▶ **Text extract**:
* * * * *

Search code examples
haskellbytestring

Difference between Data.ByteString and Data.ByteString.Char8


I read that Char8 only supports ASCII characters and will be dangerous to use if you are using other Unicode characters

{-# LANGUAGE OverloadedStrings #-}

--import qualified Data.ByteString as B
import qualified Data.ByteString.Char8 as BC
import qualified Data.Text.IO as TIO
import qualified Data.Text.Encoding as E
import qualified Data.Text as T

name :: T.Text
name = "{ \"name\": \"哈时刻\" }"

nameB :: BC.ByteString
nameB = E.encodeUtf8 name

main :: IO ()
main = do
  BC.writeFile "test.json" nameB
  putStrLn "done"

* * * * *

▶ **What is asked**: Resume the post comparing Data.ByteString and Data.ByteString.Char8, starting after its last line of code. The entries that come next have nothing to do with the Haskell ByteString post.

* * * * *

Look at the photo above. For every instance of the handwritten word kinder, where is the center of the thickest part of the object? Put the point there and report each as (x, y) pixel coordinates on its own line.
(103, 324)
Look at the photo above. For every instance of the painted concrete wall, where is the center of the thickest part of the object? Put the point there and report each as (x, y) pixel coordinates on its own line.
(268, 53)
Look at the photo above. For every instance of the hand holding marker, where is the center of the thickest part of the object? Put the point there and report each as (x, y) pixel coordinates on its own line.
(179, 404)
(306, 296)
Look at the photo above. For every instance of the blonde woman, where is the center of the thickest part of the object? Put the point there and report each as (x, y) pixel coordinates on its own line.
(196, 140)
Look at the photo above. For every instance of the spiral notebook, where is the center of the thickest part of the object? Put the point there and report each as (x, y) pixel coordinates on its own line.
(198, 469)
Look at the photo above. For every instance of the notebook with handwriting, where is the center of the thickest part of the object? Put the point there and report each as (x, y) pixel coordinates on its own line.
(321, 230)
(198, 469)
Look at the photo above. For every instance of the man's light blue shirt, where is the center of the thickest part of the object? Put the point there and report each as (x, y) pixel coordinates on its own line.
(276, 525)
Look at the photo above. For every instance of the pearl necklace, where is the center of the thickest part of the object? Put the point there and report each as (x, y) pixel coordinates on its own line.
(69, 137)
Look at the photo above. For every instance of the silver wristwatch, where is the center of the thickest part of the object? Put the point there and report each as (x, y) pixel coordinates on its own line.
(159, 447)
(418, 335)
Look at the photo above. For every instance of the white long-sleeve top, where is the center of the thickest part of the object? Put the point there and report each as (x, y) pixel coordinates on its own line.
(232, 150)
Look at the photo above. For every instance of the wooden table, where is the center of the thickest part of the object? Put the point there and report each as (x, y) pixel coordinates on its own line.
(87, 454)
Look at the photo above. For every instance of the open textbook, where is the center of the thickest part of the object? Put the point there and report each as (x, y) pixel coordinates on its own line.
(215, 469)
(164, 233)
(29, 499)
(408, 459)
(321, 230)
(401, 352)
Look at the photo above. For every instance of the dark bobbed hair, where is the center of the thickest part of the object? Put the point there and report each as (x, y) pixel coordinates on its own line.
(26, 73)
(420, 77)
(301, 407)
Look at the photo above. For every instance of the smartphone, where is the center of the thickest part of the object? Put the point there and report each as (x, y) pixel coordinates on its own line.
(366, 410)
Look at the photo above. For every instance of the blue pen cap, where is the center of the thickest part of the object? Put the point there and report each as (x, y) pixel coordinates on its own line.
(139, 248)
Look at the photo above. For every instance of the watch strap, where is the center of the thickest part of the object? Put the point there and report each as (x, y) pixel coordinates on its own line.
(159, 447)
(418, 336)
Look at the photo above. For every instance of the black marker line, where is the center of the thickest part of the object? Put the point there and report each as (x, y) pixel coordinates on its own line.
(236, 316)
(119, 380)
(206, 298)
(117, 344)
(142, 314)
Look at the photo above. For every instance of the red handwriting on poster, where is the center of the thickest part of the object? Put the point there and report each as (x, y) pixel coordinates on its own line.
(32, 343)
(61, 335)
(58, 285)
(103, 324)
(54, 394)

* * * * *

▶ **Exercise result**:
produces the same result as

{-# LANGUAGE OverloadedStrings #-}

import qualified Data.ByteString as B
--import qualified Data.ByteString.Char8 as BC
import qualified Data.Text.IO as TIO
import qualified Data.Text.Encoding as E
import qualified Data.Text as T

name :: T.Text
name = "{ \"name\": \"哈时刻\" }"

nameB :: B.ByteString
nameB = E.encodeUtf8 name

main :: IO ()
main = do
  B.writeFile "test.json" nameB
  putStrLn "done"

So what is the difference of using Data.ByteString.Char8 vs Data.ByteString


Solution

  • If you compare Data.ByteString and Data.ByteString.Char8, you'll notice that a bunch of functions that reference Word8 in the former reference Char in the latter.

    -- Data.ByteString
    map :: (Word8 -> Word8) -> ByteString -> ByteString
    cons :: Word8 -> ByteString -> ByteString
    snoc :: ByteString -> Word8 -> ByteString
    head :: ByteString -> Word8
    uncons :: ByteString -> Maybe (Word8, ByteString)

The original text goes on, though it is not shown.